▸ Text:

_ _ _ _ _ _ _

Wheat, rice, soy, and corn make up the majority of the crops traded on a world market and providing about one third of calories to people around the globe. While these commodities obviously play a critical role in food security, a large segment of crops remains out of the limelight, but still very much vital to allaying hunger primarily in developing countries. These edibles, local in production and consumption and neglected in the area of agricultural investment, are known as 'Orphan Crops.' To feed a hungry planet, more investment needs to go towards propagating and improving these varieties.
Millet is one of the orphan crops adapted to dry conditions. Cultivation dates back 10,000 years in Eastern Asia, and it seems to have predated rice on the Asian continent. Now, India produces the greatest quantities of millet, though it is also widely grown in parts of Africa and China. Like quinoa, this grainlike seed actually comes from a grass, and is used largely as a flour, porridge, and animal feedstock. In Taiwan you can even get millet beer, or the liquor rakshi in Nepal!
Mung Beans are another ancient crop native to Pakistan and India. Where in Asia, Africa, and parts of Latin America, mung beans are a nutritious legume for consumption in soups and curries, in the U.S. the beans are really only recognized as your salad bar sprouts! They are also ground into flour to produce cellophane noodles and are rich in fiber and protein.
Last night, I took my inspiration from the Indian tradition of Moong Dhal, a dish that is supposed to balance the three doshas in the Ayurvedic tradition. For my millet, I based my recipe on Mark Bittman's Autumn Millet Bake.
Depth of Winter Millet Madness (serves 2 - vg/gf)
1/2 cup dry millet
2/3 cup water or mild vegetable stock
1 tbs olive oil
1/2 delicata squash, quartered and sliced (no need to skin)
seeds from squash, pulp removed
2 large collard greens or lacinato kale leaves, roughly chopped
1/2 tsp cinnamon
1 tbs agave nectar
salt to taste
1. Heat half the olive oil in a sauce pan over medium heat, and toast the millet for 2-3 minutes until lightly toasted. Add liquid and raise heat to bring to a boil. Reduce heat, cover, and simmer for 20-30 minutes, check to see if more liquid is needed or desired texture has been reached.

_ _ _ _ _ _ _

▸ Data extracts:
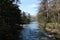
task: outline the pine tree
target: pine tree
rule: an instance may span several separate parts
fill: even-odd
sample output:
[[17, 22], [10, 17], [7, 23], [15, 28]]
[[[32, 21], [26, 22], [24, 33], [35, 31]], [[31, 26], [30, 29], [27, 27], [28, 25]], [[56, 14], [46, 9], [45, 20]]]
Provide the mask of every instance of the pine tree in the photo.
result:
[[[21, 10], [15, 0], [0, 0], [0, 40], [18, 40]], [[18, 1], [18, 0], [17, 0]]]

_ _ _ _ _ _ _

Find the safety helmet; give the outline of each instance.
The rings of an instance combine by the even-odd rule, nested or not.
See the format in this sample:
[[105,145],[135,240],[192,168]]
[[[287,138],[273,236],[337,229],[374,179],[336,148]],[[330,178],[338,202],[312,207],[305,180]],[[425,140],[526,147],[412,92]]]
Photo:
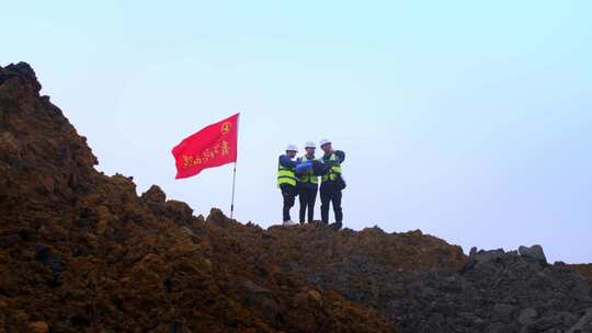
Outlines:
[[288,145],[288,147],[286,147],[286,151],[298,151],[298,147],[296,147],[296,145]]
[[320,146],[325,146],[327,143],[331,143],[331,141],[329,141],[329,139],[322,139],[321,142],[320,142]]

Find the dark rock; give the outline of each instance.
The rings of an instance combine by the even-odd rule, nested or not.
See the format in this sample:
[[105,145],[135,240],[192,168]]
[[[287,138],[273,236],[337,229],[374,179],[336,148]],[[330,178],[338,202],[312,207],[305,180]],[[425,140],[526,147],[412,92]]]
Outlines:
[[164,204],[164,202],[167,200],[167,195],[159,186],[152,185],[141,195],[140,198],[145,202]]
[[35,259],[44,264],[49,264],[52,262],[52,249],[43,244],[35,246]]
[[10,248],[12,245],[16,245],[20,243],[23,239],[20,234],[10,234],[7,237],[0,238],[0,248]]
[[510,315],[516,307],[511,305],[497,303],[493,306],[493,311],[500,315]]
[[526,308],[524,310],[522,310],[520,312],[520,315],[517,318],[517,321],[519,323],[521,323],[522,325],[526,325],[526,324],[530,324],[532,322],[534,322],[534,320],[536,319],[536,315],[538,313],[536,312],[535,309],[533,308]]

_ _ _ _ _ _ _

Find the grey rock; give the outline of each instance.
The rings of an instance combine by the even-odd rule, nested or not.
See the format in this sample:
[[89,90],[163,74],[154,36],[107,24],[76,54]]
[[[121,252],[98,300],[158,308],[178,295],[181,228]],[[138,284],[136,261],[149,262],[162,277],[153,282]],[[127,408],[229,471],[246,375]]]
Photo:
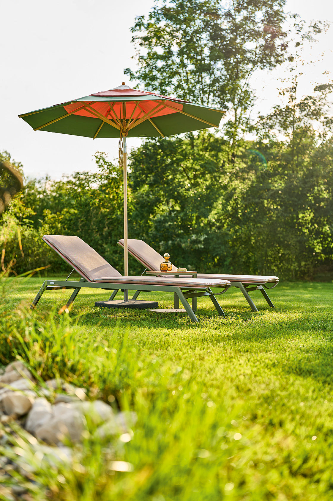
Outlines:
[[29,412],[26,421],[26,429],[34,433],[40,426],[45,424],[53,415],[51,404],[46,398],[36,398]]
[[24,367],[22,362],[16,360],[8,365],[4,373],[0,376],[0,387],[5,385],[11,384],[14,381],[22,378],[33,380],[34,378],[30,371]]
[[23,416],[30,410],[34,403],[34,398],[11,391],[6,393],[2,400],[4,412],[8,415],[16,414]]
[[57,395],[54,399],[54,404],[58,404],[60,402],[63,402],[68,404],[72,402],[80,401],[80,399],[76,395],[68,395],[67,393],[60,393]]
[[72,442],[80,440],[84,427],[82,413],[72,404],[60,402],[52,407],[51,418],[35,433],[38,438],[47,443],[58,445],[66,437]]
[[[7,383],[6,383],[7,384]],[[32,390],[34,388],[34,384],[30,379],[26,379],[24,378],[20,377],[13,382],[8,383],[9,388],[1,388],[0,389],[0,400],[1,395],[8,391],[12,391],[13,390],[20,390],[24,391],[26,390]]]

_ _ _ _ _ _ _

▸ What the task asks:
Continue the orphan crops piece from where it stops.

▸ Exercise result:
2. Meanwhile, in a preheated 375F oven place a an oiled (with the rest of alottment) pan with squash and seeds, salted and spread evenly. Bake for 10 minutes, and then remove the seeds and let cool. Flip the squash and cook another 20 minutes until very tender.
3. Once millet is cooked - I like mine slightly toothy - add greens, cinnamon, and agave. Cook until greens are thoroughly wilted. Throw in your squash and seeds. Salt to taste. Serve with a good and nourishing dhal!
Although I might be enjoying these orphans for their nutritional benefits and overall flavor, what role do they have in an ever-consolidating world food economy? Stanford Professor (and my World Food Economy Prof!) argues that investing in these locally-adapted crops will prove to be critical to adapting to global changes and feeding the growing population in the developing world.
I love both millet and mung beans, so I dish that manages to combine both must be wonderful! It sounds so hearty and comforting, too.
I use a rice cooker to cook a mixture of toasted millet and soaked mung beans (12 hours). it is quite good. i also sometimes use a 50/50 mix of quinoa and millet. the deal is that millet and quinoa both cook in the same amount of time as soaked mung beans. after reading your article, i am going to add some squash. i usually make soaked brown jasmine rice and acorn squash in the rice cooker, but i think i will try a mix of millet, mung bean, and acorn squash. the real work with these is getting the water amounts adjusted correctly and making sure the ingredients will all cook in the same amount of time. once you have that, though, it's all pretty simple and you have a good staple meal. one thing you haven't mentioned is that mung beans are amazingly nutritious. even more so if you soak them for 12 hours due to germination.